--- SUPPLIED RECORDS ---

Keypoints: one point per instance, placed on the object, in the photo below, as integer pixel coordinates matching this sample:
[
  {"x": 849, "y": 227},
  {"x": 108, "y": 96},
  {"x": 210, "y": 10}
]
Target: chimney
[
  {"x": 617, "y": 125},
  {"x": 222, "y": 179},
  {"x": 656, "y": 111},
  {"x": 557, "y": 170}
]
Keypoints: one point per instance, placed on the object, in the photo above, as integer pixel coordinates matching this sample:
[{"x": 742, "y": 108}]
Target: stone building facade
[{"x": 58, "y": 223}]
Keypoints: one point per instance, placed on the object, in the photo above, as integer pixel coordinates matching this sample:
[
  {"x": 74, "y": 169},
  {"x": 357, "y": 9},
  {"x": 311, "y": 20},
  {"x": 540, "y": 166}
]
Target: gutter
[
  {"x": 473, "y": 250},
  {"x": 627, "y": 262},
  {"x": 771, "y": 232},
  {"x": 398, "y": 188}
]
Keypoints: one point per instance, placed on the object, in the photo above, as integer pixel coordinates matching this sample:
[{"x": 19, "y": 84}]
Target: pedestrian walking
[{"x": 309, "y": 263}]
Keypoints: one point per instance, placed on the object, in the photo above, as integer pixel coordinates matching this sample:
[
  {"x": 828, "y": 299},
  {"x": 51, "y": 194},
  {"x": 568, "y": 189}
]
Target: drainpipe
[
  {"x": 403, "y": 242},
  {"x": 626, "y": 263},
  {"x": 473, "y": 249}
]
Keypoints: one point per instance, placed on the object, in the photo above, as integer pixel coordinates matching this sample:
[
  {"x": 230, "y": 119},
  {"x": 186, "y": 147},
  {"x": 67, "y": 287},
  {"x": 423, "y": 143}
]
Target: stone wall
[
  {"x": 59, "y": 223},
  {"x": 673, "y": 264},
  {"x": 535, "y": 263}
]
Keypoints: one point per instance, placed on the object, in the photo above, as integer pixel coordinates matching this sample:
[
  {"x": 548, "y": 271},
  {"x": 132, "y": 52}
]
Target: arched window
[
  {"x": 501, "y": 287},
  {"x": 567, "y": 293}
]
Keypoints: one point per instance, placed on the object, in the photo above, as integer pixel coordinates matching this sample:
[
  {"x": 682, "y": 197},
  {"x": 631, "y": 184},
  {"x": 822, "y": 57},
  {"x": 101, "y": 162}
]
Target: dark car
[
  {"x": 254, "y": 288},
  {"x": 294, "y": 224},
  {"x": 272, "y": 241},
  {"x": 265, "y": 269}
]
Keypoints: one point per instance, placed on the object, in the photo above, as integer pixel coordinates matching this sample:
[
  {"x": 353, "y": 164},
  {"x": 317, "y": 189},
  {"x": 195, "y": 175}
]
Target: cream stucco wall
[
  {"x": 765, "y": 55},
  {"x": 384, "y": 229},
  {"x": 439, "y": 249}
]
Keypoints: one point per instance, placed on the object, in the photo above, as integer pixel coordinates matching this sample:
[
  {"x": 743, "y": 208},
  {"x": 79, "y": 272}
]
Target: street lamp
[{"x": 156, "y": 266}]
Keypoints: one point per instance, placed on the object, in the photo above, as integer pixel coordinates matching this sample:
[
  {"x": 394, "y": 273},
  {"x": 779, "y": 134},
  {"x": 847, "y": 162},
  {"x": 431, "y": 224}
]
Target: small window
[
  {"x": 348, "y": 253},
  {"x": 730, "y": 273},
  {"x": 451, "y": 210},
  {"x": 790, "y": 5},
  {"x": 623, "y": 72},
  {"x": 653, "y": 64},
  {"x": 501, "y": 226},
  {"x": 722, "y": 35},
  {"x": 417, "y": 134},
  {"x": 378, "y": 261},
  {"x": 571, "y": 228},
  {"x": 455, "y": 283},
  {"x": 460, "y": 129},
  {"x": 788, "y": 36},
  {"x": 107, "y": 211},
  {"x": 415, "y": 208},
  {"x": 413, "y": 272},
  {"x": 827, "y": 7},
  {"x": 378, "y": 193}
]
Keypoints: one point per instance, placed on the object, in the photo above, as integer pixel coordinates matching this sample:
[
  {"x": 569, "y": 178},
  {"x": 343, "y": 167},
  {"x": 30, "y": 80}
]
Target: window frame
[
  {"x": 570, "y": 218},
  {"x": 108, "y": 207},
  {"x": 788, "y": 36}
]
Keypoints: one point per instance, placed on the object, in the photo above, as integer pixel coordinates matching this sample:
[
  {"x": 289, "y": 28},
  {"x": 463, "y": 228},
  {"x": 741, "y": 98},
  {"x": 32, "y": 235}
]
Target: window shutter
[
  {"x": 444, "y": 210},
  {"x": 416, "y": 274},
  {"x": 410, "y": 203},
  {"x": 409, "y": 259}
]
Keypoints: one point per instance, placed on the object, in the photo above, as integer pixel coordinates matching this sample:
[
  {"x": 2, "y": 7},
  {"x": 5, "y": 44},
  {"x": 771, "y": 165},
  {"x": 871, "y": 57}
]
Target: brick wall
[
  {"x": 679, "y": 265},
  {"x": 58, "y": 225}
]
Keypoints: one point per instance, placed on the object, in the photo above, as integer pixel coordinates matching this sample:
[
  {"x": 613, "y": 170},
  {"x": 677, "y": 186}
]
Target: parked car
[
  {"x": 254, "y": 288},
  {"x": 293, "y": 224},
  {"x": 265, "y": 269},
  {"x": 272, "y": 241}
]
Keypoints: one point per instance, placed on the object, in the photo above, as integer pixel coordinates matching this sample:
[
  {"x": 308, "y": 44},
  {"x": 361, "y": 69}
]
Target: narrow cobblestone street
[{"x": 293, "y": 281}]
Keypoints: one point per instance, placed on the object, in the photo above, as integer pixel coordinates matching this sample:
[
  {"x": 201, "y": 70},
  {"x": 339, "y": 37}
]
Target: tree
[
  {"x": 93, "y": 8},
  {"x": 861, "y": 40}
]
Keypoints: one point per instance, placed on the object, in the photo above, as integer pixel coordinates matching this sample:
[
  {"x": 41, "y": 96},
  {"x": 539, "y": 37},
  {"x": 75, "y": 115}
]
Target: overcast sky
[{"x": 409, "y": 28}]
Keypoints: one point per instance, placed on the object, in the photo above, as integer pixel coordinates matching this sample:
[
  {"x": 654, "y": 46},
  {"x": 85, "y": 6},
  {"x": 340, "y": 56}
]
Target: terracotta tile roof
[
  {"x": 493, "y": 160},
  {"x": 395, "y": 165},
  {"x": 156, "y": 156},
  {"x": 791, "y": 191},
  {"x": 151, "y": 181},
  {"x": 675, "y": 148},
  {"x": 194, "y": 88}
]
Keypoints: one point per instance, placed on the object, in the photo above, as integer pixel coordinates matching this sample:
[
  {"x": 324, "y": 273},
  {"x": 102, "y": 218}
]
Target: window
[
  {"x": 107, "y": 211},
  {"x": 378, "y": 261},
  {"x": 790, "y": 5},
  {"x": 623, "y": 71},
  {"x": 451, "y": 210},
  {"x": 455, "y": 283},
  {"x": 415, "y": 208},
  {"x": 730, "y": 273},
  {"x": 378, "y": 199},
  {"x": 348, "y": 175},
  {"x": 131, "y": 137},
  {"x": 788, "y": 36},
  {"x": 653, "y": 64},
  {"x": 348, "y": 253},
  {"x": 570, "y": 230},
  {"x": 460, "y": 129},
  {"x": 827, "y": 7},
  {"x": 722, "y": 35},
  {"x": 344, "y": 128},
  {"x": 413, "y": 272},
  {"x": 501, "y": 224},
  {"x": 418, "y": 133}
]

---

* _WORK INSTRUCTION_:
An exact copy of every entry above is required.

* _PROBLEM SOLUTION_:
Keypoints: one point per instance, placed on the object, in the photo below, as integer pixel coordinates matching this sample:
[
  {"x": 849, "y": 227},
  {"x": 108, "y": 96},
  {"x": 210, "y": 10}
]
Target: chimney
[
  {"x": 617, "y": 125},
  {"x": 222, "y": 179},
  {"x": 656, "y": 111},
  {"x": 557, "y": 170}
]
Keypoints: one point per instance, placed on the object, in the photo above, as integer pixel coordinates matching this sample:
[{"x": 742, "y": 108}]
Target: stone building facade
[{"x": 58, "y": 223}]
Keypoints: one point per instance, placed on the object, in the photo above, as integer pixel coordinates matching this sample:
[
  {"x": 74, "y": 169},
  {"x": 357, "y": 9},
  {"x": 311, "y": 20},
  {"x": 540, "y": 166}
]
Target: gutter
[
  {"x": 473, "y": 250},
  {"x": 627, "y": 262},
  {"x": 771, "y": 232},
  {"x": 398, "y": 188}
]
Keypoints: one point per instance, placed on the object, in the photo above, as integer pixel coordinates matching this sample:
[{"x": 19, "y": 84}]
Target: pedestrian walking
[{"x": 309, "y": 263}]
Keypoints: one point per instance, placed on the object, in the photo above, as integer pixel coordinates matching this sample:
[
  {"x": 828, "y": 299},
  {"x": 51, "y": 194},
  {"x": 568, "y": 189}
]
Target: drainpipe
[
  {"x": 403, "y": 242},
  {"x": 626, "y": 263},
  {"x": 473, "y": 249}
]
Keypoints: one point per instance, placed on the object, in the photo above, as integer pixel coordinates matching this sample:
[
  {"x": 230, "y": 119},
  {"x": 186, "y": 147},
  {"x": 67, "y": 287},
  {"x": 423, "y": 143}
]
Target: stone wall
[
  {"x": 59, "y": 223},
  {"x": 673, "y": 264},
  {"x": 535, "y": 263}
]
Keypoints: one point per instance, placed on the object, in the photo above, as integer pixel coordinates matching this sample:
[
  {"x": 548, "y": 271},
  {"x": 132, "y": 52}
]
Target: arched window
[
  {"x": 501, "y": 287},
  {"x": 567, "y": 293}
]
Keypoints: one point per instance, placed on the object, in the photo above, as integer pixel coordinates matching this sample:
[
  {"x": 682, "y": 197},
  {"x": 631, "y": 184},
  {"x": 822, "y": 57},
  {"x": 101, "y": 162}
]
Target: dark car
[
  {"x": 254, "y": 288},
  {"x": 294, "y": 224},
  {"x": 272, "y": 241},
  {"x": 265, "y": 269}
]
Keypoints: one point per instance, placed on the object, in the photo above, as integer pixel coordinates matching this sample:
[
  {"x": 353, "y": 164},
  {"x": 317, "y": 189},
  {"x": 195, "y": 175}
]
Target: cream stucco wall
[
  {"x": 765, "y": 55},
  {"x": 384, "y": 229},
  {"x": 439, "y": 249}
]
Keypoints: one point per instance, placed on the object, in the photo above, as integer pixel coordinates matching this sample:
[
  {"x": 743, "y": 208},
  {"x": 79, "y": 272}
]
Target: street lamp
[{"x": 156, "y": 266}]
Keypoints: one point per instance, placed on the object, in the photo above, as integer pixel coordinates matching this sample:
[
  {"x": 394, "y": 273},
  {"x": 779, "y": 134},
  {"x": 847, "y": 162},
  {"x": 431, "y": 224}
]
Target: small window
[
  {"x": 348, "y": 253},
  {"x": 730, "y": 273},
  {"x": 451, "y": 210},
  {"x": 790, "y": 5},
  {"x": 623, "y": 72},
  {"x": 653, "y": 64},
  {"x": 501, "y": 226},
  {"x": 722, "y": 35},
  {"x": 417, "y": 134},
  {"x": 378, "y": 261},
  {"x": 571, "y": 228},
  {"x": 455, "y": 283},
  {"x": 460, "y": 129},
  {"x": 788, "y": 36},
  {"x": 107, "y": 211},
  {"x": 415, "y": 208},
  {"x": 413, "y": 272},
  {"x": 827, "y": 7},
  {"x": 378, "y": 193}
]
Keypoints: one point per instance, placed on the object, in the photo above, as integer pixel coordinates matching this sample:
[
  {"x": 569, "y": 178},
  {"x": 343, "y": 167},
  {"x": 30, "y": 80}
]
Target: window frame
[
  {"x": 570, "y": 218},
  {"x": 108, "y": 207},
  {"x": 788, "y": 36}
]
Keypoints: one point per instance, placed on the object, in the photo above, as integer pixel coordinates matching this sample:
[
  {"x": 289, "y": 28},
  {"x": 463, "y": 228},
  {"x": 741, "y": 98},
  {"x": 32, "y": 235}
]
Target: window shutter
[
  {"x": 444, "y": 210},
  {"x": 416, "y": 274},
  {"x": 410, "y": 203},
  {"x": 409, "y": 259}
]
Keypoints: one point per instance, placed on the object, in the photo above, as integer pixel coordinates matching this sample:
[
  {"x": 2, "y": 7},
  {"x": 5, "y": 44},
  {"x": 771, "y": 165},
  {"x": 871, "y": 57}
]
Target: brick wall
[
  {"x": 679, "y": 265},
  {"x": 58, "y": 225}
]
Keypoints: one point per instance, placed on the object, in the photo above, as integer pixel coordinates matching this sample:
[
  {"x": 613, "y": 170},
  {"x": 677, "y": 186}
]
Target: parked car
[
  {"x": 254, "y": 288},
  {"x": 293, "y": 224},
  {"x": 265, "y": 269},
  {"x": 272, "y": 241}
]
Keypoints: one point per instance, placed on the object, in the photo above, as integer pixel coordinates matching this sample:
[
  {"x": 308, "y": 44},
  {"x": 361, "y": 69}
]
Target: narrow cobblestone street
[{"x": 293, "y": 281}]
Keypoints: one point per instance, placed on the object, in the photo above, as integer pixel coordinates matching this sample:
[
  {"x": 201, "y": 70},
  {"x": 339, "y": 37}
]
Target: tree
[
  {"x": 93, "y": 8},
  {"x": 861, "y": 40}
]
Keypoints: one point per instance, placed on the object, in the photo above, as integer pixel coordinates matching this sample:
[
  {"x": 41, "y": 96},
  {"x": 539, "y": 37},
  {"x": 75, "y": 115}
]
Target: overcast sky
[{"x": 409, "y": 28}]
Keypoints: one point per instance, placed on the object, in the photo above, as integer pixel coordinates matching this sample:
[
  {"x": 654, "y": 46},
  {"x": 85, "y": 6},
  {"x": 340, "y": 56}
]
Target: terracotta tile roof
[
  {"x": 493, "y": 160},
  {"x": 395, "y": 165},
  {"x": 156, "y": 156},
  {"x": 791, "y": 191},
  {"x": 151, "y": 181},
  {"x": 675, "y": 148},
  {"x": 194, "y": 88}
]
Keypoints: one point per instance, placed on the object, in the photo above, as integer pixel coordinates matching this sample:
[
  {"x": 324, "y": 273},
  {"x": 102, "y": 218}
]
Target: window
[
  {"x": 107, "y": 211},
  {"x": 378, "y": 261},
  {"x": 790, "y": 5},
  {"x": 623, "y": 71},
  {"x": 451, "y": 210},
  {"x": 455, "y": 283},
  {"x": 415, "y": 208},
  {"x": 730, "y": 273},
  {"x": 378, "y": 199},
  {"x": 348, "y": 175},
  {"x": 131, "y": 137},
  {"x": 788, "y": 36},
  {"x": 653, "y": 64},
  {"x": 348, "y": 253},
  {"x": 570, "y": 230},
  {"x": 460, "y": 129},
  {"x": 827, "y": 7},
  {"x": 722, "y": 35},
  {"x": 344, "y": 128},
  {"x": 413, "y": 272},
  {"x": 501, "y": 224},
  {"x": 418, "y": 133}
]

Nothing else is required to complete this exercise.